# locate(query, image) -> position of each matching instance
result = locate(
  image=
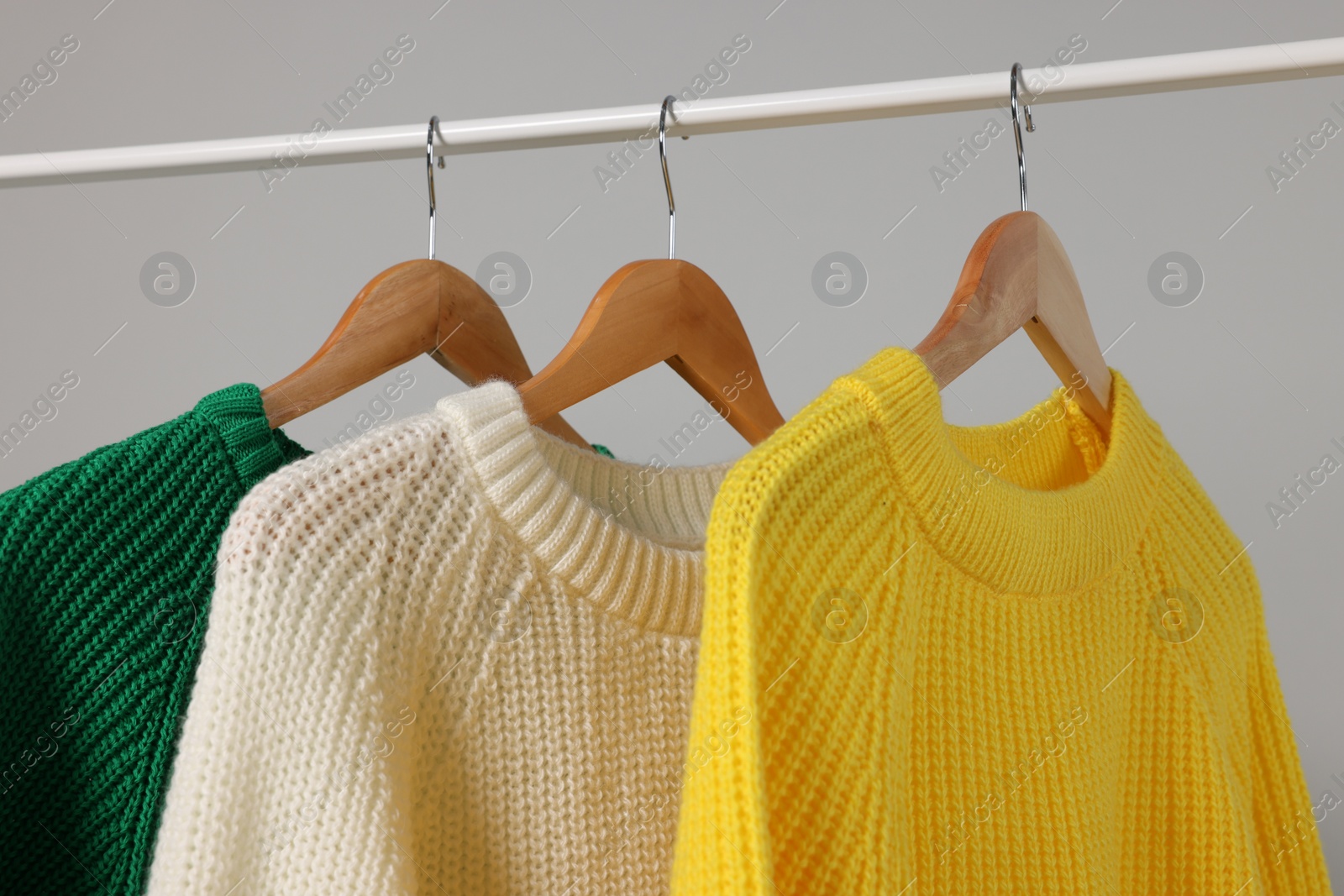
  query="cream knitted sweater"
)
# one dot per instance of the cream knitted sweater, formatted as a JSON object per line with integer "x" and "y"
{"x": 452, "y": 656}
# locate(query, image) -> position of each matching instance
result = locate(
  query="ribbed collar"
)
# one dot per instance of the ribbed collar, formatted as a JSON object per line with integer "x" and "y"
{"x": 627, "y": 537}
{"x": 253, "y": 448}
{"x": 1035, "y": 506}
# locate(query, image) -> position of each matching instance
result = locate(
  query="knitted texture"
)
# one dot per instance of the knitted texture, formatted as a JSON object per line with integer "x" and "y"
{"x": 450, "y": 656}
{"x": 107, "y": 566}
{"x": 1015, "y": 658}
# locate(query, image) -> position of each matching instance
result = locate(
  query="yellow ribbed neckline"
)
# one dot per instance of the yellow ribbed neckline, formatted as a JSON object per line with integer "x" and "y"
{"x": 1065, "y": 510}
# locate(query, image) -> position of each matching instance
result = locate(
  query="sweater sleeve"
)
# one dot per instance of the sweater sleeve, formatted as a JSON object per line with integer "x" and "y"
{"x": 784, "y": 652}
{"x": 300, "y": 741}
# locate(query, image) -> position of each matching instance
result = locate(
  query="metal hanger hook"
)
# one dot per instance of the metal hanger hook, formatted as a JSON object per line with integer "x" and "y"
{"x": 1015, "y": 76}
{"x": 667, "y": 179}
{"x": 429, "y": 174}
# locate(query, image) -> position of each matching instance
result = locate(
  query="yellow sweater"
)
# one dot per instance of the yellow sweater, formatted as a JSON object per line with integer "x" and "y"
{"x": 1008, "y": 658}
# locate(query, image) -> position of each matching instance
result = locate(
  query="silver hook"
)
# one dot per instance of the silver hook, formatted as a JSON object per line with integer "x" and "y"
{"x": 429, "y": 172}
{"x": 667, "y": 181}
{"x": 1016, "y": 128}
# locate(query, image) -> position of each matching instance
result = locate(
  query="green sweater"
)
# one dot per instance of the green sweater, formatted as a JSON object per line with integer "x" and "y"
{"x": 107, "y": 567}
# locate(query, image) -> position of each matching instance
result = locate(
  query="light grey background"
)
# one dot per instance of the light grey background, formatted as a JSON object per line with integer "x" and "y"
{"x": 1245, "y": 380}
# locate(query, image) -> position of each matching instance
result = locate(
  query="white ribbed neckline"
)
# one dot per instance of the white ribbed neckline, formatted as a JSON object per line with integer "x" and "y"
{"x": 624, "y": 537}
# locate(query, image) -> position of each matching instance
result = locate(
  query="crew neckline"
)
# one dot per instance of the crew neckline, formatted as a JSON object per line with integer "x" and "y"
{"x": 624, "y": 537}
{"x": 255, "y": 450}
{"x": 1012, "y": 537}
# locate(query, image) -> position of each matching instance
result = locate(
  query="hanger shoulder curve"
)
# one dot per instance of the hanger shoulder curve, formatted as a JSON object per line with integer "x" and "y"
{"x": 660, "y": 311}
{"x": 1018, "y": 275}
{"x": 410, "y": 309}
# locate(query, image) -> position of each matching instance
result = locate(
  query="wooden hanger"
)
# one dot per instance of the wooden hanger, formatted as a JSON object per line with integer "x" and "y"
{"x": 1018, "y": 275}
{"x": 421, "y": 307}
{"x": 660, "y": 311}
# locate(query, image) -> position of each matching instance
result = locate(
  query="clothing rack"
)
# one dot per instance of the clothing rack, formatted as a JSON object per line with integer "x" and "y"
{"x": 921, "y": 97}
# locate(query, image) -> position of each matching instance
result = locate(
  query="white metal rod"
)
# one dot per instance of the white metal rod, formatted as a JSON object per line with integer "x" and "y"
{"x": 927, "y": 96}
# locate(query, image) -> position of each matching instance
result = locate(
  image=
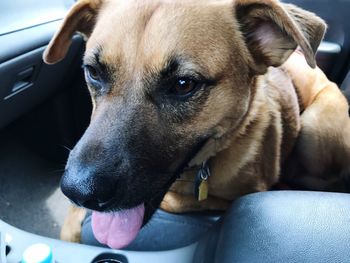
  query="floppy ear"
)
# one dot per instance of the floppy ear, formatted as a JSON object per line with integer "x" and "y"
{"x": 81, "y": 18}
{"x": 273, "y": 31}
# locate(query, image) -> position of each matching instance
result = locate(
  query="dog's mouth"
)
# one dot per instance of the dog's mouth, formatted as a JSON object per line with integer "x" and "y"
{"x": 118, "y": 229}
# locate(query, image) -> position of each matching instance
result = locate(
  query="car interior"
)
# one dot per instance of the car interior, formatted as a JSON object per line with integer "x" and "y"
{"x": 44, "y": 110}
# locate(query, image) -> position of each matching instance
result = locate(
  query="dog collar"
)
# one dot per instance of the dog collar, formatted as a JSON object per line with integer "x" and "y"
{"x": 201, "y": 187}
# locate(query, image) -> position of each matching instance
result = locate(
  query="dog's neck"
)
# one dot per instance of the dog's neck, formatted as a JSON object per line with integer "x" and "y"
{"x": 225, "y": 133}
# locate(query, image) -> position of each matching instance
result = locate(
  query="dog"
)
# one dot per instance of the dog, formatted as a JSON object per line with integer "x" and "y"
{"x": 196, "y": 103}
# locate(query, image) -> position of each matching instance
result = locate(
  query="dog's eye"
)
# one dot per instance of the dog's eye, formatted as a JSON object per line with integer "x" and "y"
{"x": 184, "y": 86}
{"x": 92, "y": 73}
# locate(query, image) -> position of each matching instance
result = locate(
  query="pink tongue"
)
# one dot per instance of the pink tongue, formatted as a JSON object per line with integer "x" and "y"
{"x": 117, "y": 229}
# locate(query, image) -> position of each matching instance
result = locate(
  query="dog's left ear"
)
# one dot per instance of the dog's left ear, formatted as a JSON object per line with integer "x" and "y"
{"x": 80, "y": 18}
{"x": 273, "y": 31}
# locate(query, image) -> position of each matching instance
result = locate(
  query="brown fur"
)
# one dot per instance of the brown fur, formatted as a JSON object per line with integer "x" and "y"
{"x": 264, "y": 108}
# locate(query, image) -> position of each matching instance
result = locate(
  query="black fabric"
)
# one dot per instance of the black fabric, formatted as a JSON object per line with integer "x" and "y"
{"x": 285, "y": 226}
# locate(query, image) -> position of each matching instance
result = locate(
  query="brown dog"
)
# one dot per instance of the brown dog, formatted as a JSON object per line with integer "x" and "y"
{"x": 184, "y": 83}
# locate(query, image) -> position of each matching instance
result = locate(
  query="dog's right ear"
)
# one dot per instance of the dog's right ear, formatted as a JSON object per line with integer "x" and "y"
{"x": 272, "y": 31}
{"x": 81, "y": 18}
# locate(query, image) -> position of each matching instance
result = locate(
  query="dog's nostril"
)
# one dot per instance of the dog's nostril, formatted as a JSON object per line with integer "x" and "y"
{"x": 95, "y": 205}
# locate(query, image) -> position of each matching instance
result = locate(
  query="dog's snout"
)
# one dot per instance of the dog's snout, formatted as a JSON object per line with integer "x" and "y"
{"x": 86, "y": 190}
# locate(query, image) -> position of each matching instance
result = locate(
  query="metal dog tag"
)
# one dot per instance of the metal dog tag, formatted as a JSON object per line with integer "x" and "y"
{"x": 201, "y": 185}
{"x": 203, "y": 191}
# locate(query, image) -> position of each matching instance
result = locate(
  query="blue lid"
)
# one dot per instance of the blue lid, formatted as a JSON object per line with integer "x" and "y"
{"x": 37, "y": 253}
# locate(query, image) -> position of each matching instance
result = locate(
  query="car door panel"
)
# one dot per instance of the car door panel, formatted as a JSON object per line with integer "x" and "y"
{"x": 25, "y": 81}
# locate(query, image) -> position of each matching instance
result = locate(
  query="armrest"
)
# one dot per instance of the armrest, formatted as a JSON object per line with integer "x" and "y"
{"x": 286, "y": 226}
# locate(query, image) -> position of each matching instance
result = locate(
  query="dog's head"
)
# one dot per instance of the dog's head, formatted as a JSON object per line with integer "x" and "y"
{"x": 163, "y": 76}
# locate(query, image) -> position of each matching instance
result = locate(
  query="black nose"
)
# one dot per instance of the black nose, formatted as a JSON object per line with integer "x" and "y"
{"x": 86, "y": 189}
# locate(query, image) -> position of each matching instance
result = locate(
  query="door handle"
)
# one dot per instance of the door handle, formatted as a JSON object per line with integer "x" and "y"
{"x": 23, "y": 79}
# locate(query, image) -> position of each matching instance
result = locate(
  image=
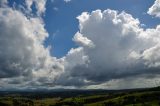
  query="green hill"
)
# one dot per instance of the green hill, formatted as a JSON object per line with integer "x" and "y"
{"x": 134, "y": 97}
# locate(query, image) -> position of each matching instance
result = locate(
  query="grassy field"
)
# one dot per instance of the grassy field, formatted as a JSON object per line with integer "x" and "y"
{"x": 145, "y": 97}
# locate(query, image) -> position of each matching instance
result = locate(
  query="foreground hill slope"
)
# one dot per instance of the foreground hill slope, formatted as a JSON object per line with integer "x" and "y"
{"x": 134, "y": 97}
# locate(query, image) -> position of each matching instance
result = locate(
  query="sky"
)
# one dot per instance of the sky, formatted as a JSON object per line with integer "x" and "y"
{"x": 79, "y": 44}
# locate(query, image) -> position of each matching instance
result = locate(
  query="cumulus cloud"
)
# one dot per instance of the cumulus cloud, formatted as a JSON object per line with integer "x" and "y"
{"x": 40, "y": 5}
{"x": 155, "y": 9}
{"x": 23, "y": 57}
{"x": 122, "y": 49}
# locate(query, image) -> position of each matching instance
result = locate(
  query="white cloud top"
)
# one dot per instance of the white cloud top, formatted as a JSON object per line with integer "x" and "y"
{"x": 155, "y": 9}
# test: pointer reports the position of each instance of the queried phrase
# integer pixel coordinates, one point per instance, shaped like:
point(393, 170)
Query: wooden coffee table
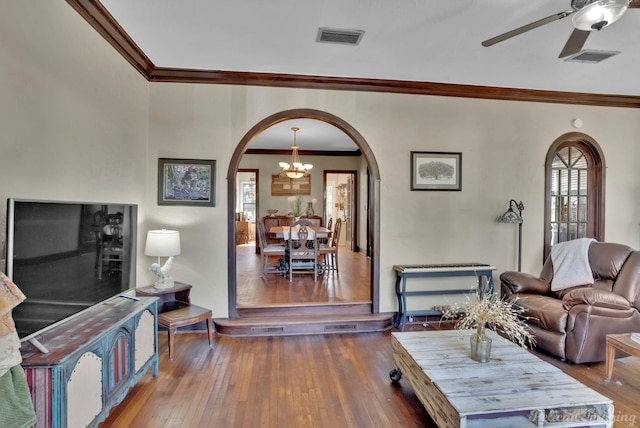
point(622, 342)
point(514, 389)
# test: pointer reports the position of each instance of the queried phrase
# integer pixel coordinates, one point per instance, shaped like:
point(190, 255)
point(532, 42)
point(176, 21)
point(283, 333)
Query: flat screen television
point(66, 257)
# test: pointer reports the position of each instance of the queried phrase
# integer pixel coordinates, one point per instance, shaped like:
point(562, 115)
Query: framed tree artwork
point(186, 182)
point(436, 171)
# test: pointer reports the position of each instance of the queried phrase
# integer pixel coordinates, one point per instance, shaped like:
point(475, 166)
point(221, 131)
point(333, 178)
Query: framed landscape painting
point(186, 182)
point(436, 171)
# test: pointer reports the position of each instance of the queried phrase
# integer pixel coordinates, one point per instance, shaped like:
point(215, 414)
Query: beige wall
point(77, 122)
point(73, 113)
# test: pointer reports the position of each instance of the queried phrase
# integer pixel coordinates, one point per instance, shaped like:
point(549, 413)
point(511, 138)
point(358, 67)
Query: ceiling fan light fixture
point(599, 14)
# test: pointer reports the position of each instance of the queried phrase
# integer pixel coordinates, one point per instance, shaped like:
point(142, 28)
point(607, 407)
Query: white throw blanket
point(571, 264)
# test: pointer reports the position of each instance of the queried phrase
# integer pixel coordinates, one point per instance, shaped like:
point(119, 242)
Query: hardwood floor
point(338, 380)
point(351, 285)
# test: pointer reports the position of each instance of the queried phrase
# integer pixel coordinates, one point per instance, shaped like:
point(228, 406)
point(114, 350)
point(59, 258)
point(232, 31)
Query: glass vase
point(480, 345)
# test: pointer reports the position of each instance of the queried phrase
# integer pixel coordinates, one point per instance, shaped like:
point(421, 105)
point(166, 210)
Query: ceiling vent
point(591, 56)
point(339, 36)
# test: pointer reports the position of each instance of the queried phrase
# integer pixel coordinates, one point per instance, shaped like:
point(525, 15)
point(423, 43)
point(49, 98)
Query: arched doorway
point(373, 187)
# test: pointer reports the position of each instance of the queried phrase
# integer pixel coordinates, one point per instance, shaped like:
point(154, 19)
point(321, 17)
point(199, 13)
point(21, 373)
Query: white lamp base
point(164, 282)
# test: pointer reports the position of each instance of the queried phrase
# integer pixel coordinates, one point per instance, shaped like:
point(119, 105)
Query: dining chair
point(269, 250)
point(329, 252)
point(327, 240)
point(303, 250)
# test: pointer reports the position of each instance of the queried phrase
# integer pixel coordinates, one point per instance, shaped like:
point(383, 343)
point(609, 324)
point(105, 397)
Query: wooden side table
point(622, 342)
point(175, 310)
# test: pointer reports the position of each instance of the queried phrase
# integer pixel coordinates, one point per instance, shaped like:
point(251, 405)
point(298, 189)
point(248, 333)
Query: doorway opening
point(341, 202)
point(236, 275)
point(246, 206)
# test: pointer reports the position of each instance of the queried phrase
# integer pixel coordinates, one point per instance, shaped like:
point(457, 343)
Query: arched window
point(574, 196)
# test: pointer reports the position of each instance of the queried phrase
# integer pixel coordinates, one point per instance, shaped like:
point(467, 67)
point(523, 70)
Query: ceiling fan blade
point(526, 28)
point(575, 43)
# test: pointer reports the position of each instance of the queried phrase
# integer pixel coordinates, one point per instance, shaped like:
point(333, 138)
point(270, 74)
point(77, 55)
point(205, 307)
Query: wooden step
point(328, 310)
point(303, 324)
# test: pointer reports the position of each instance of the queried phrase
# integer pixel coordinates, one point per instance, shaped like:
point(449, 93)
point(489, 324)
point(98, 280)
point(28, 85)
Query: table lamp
point(162, 243)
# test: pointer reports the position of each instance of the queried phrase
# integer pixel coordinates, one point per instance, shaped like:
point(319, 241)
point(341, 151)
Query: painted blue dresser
point(93, 361)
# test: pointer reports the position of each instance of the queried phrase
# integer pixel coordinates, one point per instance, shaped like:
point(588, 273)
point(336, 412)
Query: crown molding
point(102, 21)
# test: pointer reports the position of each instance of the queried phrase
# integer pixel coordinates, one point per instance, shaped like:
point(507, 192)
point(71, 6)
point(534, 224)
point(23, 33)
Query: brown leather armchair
point(572, 323)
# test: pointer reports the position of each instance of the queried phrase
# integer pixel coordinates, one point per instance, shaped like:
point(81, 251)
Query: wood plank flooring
point(335, 381)
point(351, 285)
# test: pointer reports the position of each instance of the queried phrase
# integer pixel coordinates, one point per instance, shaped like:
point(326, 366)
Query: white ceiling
point(425, 41)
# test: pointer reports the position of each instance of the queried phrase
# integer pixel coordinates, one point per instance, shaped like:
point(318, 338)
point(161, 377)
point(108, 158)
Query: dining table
point(283, 232)
point(314, 232)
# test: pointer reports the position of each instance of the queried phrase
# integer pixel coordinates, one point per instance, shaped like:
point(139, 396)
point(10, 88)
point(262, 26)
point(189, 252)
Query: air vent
point(340, 327)
point(267, 329)
point(339, 36)
point(592, 56)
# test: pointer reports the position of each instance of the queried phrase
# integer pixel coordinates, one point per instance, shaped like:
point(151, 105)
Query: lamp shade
point(509, 217)
point(162, 243)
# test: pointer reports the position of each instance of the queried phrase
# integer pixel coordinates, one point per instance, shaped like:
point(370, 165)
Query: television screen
point(66, 257)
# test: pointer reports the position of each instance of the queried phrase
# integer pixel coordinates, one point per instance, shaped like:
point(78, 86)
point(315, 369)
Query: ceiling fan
point(588, 15)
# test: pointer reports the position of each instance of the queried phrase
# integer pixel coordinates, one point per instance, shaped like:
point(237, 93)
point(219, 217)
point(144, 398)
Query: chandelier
point(295, 169)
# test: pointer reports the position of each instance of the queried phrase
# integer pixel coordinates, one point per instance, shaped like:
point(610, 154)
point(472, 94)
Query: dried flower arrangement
point(487, 310)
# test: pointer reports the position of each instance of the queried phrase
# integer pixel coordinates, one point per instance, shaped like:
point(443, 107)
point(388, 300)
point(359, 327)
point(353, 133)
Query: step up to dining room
point(304, 319)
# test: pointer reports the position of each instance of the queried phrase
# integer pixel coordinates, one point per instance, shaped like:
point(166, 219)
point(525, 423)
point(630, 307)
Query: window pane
point(582, 230)
point(583, 182)
point(562, 158)
point(554, 233)
point(564, 209)
point(573, 210)
point(582, 212)
point(555, 182)
point(564, 182)
point(580, 161)
point(562, 232)
point(574, 182)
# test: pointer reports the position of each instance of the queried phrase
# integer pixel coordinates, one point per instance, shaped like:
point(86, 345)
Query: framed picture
point(186, 182)
point(285, 186)
point(436, 171)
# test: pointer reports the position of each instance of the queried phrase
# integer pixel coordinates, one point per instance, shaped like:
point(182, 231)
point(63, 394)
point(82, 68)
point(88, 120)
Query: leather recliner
point(572, 324)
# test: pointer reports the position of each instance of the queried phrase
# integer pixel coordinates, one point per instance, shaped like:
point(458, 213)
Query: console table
point(403, 272)
point(94, 359)
point(175, 310)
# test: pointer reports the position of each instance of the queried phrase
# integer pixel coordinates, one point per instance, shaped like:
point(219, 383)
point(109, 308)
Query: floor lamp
point(511, 217)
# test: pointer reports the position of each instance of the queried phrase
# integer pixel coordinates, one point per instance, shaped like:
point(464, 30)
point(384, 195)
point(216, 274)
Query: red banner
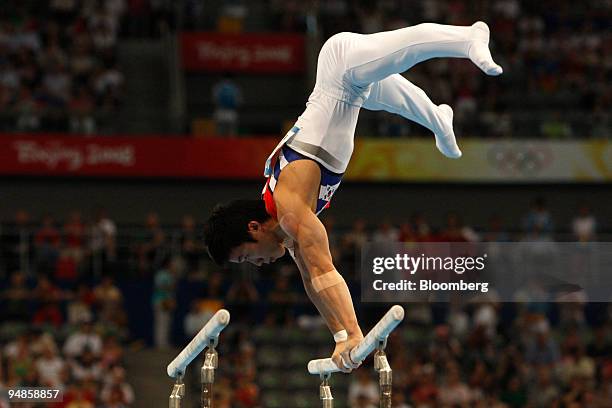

Requirements:
Identify every line in the entries above that contains the word "head", matching case exactly, and copy each of those lines.

Response to this task:
  query="dog's head"
# one dot per instance of the dog's head, formatted as a JSON object per line with integer "x" and "y"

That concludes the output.